DOCUMENT EXTRACT →
::::::::
Building AI to Connect—Not Just Compute

Published: August 18, 2025

Dr. Minh Tran receives doctorate - this essay describes his research

ICT is proud to acknowledge that Minh Tran has successfully defended his doctoral thesis: “Self-supervised Learning for Social Behavior Understanding and Generation,” under the supervision of Dr. Mohammad Soleymani, Director, Intelligent Human Perception Lab, within the Affective Computing Group, led by Dr. Jonathan Gratch. While studying for his doctorate, Tran also took on applied scientist internships at both Amazon and Meta. In this essay, Dr. Minh Tran talks about his research into emotion recognition, nonverbal behavior generation and understanding human reaction to robots.

By Dr. Minh Tran, AI Researcher, Intelligent Human Perception Lab, ICT

Imagine an AI assistant that doesn’t just understand your words, but also notices when your voice sounds stressed, when you’re avoiding eye contact, or when you’re genuinely excited versus just being polite. This isn’t science fiction—it’s the cutting-edge research that has driven my doctoral work and could transform how machines interact with humans.

As AI systems move from our computers into our homes, schools, hospitals, and workplaces, there’s a growing recognition that machines need social intelligence—the ability to read between the lines of human behavior and respond appropriately. My doctoral research, supervised by Dr. Mohammad Soleymani, Director, Intelligent Human Perception Lab, tackles this challenge head-on, using innovative techniques to teach machines the subtle art of human social interaction.

The Challenge: Decoding Human Complexity

Human social behavior is extraordinarily complex. A slight change in vocal tone, a momentary pause, a raised eyebrow—these tiny signals carry enormous meaning in human interaction. Traditional AI approaches struggle here because teaching a computer to recognize these nuances would require humans to manually label millions of examples, an impossibly expensive and subjective task.

Our solution? Let the machines teach themselves. Using a technique called self-supervised learning (SSL), our systems learn to understand social cues by studying patterns in raw video and audio data—no human annotations required. It’s like giving AI the ability to people-watch and learn from observation, much like humans do.

Four Breakthrough Innovations

Through collaborative work with my supervisor and colleagues, we’ve made four key advances that form the foundation of next-generation social AI:

1. Pushing State-of-the-Art in Human Behavior Understanding

Our first major contribution advances the ability of machines to interpret the nuanced and ever-changing landscape of human emotions. Rather than simply categorizing feelings as “happy” or “sad,” our SAAML framework—presented at a leading computer science conference—enables AI systems to recognize a broad spectrum of emotional states as they evolve, even when training data is scarce and across diverse individuals and contexts.

We’ve also extended these capabilities to wearable cameras, allowing AI to learn about social roles from a first-person perspective. This innovation has the potential to transform assistive technologies; for example, smart glasses could help individuals with autism navigate social interactions by providing real-time insights into their role within a conversation.
::::::::
Collection entries:
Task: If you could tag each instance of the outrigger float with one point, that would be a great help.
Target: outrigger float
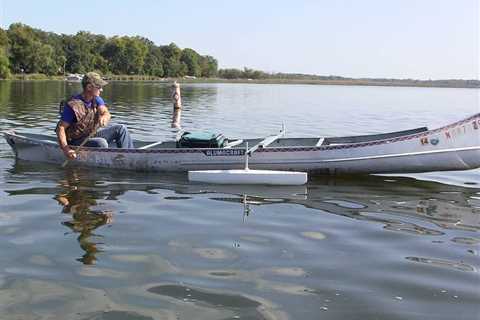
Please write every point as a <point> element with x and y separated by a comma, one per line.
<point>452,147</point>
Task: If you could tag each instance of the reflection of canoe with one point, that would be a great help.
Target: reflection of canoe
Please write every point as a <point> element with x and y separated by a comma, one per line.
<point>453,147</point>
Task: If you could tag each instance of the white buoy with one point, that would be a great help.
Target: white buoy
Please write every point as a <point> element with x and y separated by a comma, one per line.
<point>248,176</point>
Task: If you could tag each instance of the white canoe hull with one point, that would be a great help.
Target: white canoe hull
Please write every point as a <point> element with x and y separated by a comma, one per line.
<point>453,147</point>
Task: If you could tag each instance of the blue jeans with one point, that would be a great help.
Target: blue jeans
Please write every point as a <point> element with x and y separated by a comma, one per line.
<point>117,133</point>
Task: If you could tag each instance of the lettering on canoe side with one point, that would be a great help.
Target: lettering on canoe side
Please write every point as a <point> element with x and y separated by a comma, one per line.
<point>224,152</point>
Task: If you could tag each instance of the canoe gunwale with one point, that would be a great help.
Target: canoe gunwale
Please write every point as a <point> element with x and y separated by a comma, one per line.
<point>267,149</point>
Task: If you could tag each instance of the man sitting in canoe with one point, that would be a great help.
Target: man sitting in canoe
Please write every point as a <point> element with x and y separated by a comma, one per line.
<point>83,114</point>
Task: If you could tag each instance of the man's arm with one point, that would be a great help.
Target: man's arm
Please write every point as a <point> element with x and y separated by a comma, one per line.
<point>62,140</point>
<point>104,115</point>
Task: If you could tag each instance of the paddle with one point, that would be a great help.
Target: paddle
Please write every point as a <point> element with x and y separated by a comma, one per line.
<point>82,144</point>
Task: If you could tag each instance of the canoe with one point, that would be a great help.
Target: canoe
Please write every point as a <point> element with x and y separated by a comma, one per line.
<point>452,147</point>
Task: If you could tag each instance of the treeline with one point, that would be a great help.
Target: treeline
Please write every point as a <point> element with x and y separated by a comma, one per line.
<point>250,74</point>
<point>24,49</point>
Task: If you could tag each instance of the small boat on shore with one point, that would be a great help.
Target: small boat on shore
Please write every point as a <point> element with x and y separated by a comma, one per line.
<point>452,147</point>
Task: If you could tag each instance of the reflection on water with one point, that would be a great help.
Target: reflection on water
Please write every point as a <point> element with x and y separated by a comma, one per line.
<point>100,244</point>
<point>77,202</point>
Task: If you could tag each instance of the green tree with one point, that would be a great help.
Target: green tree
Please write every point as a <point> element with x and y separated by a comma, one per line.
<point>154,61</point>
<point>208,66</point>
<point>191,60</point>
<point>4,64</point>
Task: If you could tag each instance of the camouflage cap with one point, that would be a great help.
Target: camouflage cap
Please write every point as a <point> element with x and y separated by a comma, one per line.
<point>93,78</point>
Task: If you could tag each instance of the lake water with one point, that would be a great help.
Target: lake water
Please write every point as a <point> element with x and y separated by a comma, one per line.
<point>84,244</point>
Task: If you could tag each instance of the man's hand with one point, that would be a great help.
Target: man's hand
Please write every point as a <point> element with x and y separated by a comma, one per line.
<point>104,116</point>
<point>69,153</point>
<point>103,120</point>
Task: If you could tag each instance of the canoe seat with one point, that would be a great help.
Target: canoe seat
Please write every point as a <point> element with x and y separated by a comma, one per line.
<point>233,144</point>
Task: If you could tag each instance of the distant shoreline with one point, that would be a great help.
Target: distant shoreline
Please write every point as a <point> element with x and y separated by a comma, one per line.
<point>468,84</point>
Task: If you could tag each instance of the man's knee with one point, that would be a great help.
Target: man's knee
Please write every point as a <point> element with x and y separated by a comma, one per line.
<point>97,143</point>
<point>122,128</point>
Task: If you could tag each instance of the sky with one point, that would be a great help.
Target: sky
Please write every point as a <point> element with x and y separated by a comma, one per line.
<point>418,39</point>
::::::::
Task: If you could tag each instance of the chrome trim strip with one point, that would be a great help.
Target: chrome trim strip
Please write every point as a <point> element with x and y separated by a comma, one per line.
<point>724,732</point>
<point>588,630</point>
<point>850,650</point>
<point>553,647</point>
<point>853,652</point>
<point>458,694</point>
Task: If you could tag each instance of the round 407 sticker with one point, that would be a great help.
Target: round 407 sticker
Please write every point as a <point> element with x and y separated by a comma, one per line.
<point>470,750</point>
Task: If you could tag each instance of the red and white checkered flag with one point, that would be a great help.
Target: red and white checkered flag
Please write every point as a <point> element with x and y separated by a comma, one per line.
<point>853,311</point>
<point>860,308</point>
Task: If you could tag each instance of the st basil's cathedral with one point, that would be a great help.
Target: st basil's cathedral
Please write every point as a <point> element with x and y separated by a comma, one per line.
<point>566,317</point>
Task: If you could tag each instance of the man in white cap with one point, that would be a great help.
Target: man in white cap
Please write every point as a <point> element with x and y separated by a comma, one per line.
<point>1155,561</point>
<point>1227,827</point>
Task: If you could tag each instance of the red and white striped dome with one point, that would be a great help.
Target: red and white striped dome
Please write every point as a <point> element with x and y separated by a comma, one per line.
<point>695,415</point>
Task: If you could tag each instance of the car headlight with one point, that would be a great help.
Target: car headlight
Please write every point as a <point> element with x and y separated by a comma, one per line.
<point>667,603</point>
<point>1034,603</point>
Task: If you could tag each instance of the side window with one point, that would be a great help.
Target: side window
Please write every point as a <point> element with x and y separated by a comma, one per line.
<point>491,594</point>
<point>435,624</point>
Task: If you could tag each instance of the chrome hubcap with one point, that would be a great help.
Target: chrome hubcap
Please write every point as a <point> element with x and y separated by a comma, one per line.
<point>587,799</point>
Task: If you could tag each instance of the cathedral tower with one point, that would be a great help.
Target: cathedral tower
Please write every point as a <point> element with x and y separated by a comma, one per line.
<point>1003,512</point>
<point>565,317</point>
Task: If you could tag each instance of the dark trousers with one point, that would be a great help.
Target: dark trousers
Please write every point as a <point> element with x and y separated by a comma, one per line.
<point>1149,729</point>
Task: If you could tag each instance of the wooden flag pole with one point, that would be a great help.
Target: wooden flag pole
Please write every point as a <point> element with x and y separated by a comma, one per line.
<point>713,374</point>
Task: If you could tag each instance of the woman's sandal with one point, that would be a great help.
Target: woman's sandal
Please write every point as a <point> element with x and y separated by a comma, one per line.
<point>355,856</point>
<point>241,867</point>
::::::::
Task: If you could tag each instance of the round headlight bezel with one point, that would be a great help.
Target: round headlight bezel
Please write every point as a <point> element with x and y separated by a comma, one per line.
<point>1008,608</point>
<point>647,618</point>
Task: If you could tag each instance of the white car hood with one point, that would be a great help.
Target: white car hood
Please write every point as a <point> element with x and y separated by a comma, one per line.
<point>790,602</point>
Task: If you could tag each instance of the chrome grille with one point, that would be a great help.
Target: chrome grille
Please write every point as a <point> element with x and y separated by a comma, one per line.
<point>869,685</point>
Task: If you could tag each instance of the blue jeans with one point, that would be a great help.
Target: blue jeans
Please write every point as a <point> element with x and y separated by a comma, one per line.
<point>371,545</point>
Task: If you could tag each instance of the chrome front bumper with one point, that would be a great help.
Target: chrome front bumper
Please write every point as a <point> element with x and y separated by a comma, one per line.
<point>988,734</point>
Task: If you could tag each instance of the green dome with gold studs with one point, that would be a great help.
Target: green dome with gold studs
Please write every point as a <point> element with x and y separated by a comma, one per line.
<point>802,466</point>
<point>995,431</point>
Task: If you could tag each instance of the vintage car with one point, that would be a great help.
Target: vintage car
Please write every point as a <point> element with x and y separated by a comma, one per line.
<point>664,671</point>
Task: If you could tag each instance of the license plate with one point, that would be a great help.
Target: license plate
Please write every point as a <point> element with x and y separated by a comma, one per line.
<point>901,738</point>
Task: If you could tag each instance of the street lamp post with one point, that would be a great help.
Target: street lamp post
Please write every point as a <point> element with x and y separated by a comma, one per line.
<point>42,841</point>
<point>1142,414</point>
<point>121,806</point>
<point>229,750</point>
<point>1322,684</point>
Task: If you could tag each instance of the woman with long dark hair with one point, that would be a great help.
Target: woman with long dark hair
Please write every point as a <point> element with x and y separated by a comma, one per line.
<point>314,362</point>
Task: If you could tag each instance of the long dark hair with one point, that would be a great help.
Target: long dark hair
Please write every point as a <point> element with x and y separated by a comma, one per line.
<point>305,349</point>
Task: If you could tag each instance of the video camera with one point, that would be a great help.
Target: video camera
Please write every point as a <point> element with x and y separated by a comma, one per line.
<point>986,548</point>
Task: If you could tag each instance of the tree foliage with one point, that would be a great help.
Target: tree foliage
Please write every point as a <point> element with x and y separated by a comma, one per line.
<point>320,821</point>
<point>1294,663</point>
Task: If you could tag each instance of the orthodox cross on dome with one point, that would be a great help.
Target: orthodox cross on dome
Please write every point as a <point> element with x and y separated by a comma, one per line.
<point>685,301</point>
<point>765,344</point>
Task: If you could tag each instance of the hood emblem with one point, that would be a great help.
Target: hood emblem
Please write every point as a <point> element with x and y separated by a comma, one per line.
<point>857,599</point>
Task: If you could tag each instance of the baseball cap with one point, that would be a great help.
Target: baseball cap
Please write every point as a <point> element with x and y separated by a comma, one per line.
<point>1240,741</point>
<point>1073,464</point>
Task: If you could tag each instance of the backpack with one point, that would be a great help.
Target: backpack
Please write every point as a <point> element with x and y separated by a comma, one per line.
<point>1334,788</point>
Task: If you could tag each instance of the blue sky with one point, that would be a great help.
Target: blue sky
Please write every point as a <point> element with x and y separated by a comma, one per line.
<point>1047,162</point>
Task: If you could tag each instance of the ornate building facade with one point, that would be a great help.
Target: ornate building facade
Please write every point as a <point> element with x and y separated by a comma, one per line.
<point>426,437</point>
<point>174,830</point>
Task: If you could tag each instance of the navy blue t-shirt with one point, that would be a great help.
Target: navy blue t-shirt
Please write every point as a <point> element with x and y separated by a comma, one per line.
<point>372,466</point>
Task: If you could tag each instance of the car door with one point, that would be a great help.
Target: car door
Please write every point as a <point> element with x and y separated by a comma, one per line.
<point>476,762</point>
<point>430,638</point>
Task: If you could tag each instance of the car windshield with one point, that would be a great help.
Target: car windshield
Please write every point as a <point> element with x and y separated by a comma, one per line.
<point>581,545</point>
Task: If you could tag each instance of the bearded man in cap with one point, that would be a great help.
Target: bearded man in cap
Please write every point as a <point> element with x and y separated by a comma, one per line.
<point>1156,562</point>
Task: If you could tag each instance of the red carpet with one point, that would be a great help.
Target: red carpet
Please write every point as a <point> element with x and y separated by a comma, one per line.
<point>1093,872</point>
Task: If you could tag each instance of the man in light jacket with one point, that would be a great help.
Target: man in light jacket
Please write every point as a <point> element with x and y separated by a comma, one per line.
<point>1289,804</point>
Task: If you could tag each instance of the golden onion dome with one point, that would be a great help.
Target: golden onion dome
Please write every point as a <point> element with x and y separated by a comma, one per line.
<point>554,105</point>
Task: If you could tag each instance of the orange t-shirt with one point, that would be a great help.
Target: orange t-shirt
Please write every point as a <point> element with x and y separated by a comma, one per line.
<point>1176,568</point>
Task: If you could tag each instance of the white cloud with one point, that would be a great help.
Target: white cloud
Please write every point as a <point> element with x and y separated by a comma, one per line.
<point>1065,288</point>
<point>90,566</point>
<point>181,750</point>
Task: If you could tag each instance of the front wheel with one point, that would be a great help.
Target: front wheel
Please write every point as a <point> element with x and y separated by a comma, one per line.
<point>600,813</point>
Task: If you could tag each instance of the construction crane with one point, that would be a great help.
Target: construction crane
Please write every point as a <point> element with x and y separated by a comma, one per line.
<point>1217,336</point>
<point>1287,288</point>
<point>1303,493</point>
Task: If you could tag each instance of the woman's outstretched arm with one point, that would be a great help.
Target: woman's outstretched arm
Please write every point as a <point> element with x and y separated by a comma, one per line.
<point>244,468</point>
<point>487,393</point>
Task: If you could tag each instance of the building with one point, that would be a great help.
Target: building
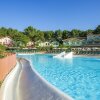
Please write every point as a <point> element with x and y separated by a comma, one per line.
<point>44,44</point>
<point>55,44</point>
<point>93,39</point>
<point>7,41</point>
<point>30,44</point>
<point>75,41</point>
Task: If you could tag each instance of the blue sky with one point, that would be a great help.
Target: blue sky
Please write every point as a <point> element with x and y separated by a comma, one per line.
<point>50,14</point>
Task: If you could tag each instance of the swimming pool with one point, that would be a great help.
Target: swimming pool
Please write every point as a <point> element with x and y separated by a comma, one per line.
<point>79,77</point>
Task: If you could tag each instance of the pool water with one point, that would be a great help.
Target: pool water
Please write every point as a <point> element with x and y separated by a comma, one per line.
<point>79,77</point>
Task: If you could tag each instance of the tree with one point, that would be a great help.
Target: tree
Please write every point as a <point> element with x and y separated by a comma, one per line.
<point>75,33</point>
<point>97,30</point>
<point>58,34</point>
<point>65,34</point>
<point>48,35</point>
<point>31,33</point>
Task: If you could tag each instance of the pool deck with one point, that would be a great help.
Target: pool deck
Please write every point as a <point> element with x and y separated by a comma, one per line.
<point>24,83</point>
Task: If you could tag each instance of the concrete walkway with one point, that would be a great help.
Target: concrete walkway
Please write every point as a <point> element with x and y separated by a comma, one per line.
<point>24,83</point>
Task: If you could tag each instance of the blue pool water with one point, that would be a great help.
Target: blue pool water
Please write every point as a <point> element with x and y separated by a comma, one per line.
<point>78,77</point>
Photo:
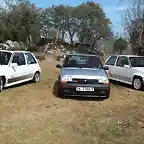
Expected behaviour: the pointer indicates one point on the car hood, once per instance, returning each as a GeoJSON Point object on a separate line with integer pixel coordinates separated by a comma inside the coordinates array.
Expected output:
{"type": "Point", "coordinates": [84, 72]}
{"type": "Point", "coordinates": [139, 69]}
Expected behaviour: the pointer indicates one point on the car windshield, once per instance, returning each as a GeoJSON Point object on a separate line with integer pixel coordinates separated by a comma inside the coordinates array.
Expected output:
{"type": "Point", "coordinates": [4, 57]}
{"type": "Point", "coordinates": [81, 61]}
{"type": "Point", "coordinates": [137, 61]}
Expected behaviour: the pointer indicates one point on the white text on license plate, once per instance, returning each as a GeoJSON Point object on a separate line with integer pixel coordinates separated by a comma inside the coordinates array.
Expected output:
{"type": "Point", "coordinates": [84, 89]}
::::::::
EXERCISE A →
Shorten the paragraph of the essay on social AI that begins "Human social behavior is extraordinarily complex" into a bulleted list, keeping its main facts.
EXERCISE B →
Carry on the essay on social AI from its final sentence.

EXERCISE ANSWER A →
- Human social behavior is extremely complex.
- Tiny signals like a change in vocal tone, a brief pause or a raised eyebrow carry great meaning.
- Traditional AI approaches struggle with these nuances.
- Teaching a computer to recognize them would require humans to manually label millions of examples, which is impossibly expensive and subjective.

EXERCISE ANSWER B →
2. Generating Realistic Human Behavior

Understanding social cues is only half the battle; generating appropriate responses is equally crucial. Working closely with my collaborators, including Chang and others, we developed a system that can create realistic nonverbal behaviors—the kind of subtle head nods, eye blinks, and facial expressions that make interactions feel natural.

Our Dyadic Interaction Modeling (DIM) system learns from watching real conversations, capturing the intricate interaction between speakers and listeners. When someone talks, a good listener doesn’t just stand there—they nod at the right moments, show understanding through micro-expressions, and maintain appropriate eye contact. Our AI can now generate these behaviors automatically, opening doors for more natural virtual avatars, therapeutic training tools, and conversational agents.

3. Personalizing to Individual Styles

One size doesn’t fit all when it comes to human expression. Some people are naturally more animated; others are subtle in their emotional displays. Working with Yin, our SetPeER system tackles this by learning to adapt to individual communication styles using just a handful of examples—sometimes as few as eight samples per person.

To test this, our team created EmoCeleb, a dataset containing over 150 hours of audiovisual content from approximately 1,500 different speakers. The results were striking: personalized systems consistently outperformed one-size-fits-all approaches, suggesting a future where AI adapts to your unique communication style rather than forcing you to adapt to it.

4. Protecting Privacy While Learning

As AI becomes better at reading social signals, privacy concerns naturally arise. Our research team pioneered techniques that allow systems to understand emotions and social cues while obscuring identifying information about individuals.

Our privacy-preserving methods can, for example, analyze the emotional content of speech while making it impossible to identify who’s speaking.

This isn’t just a technical achievement—it’s a principled stance that social AI must be built with privacy as a core design principle, not an afterthought.

Real-World Impact

The implications of this research extend far beyond academic curiosity. We’re looking at AI systems that could:

Improve human-robot collaboration: Robots that can work alongside humans by understanding not just what we say, but how we feel and what we need
Transform healthcare: Imagine AI that can detect early signs of depression or anxiety through subtle changes in speech patterns and facial expressions
Revolutionize education: Virtual tutors that adapt their teaching style based on a student’s emotional state and engagement level
Enhance accessibility: Assistive technologies that help people with social communication challenges navigate complex interpersonal situations

The Path Forward

Looking ahead, I envision future researchers will build on our work to achieve comprehensive full-body behavior analysis, integrating hand gestures and posture with facial expressions and vocal cues. This will enable us to explore how these social intelligence capabilities might merge with large language models—the technology behind systems like ChatGPT—to create truly holistic AI interaction.

A New Era of Human-AI Interaction

Instead of systems that simply process explicit commands, we’re moving toward AI that understands the full richness of human communication: spoken words, unspoken feelings, and everything in between.

As AI becomes increasingly woven into the fabric of daily life, our collaborative research offers a roadmap for creating machines that don’t just compute—they connect.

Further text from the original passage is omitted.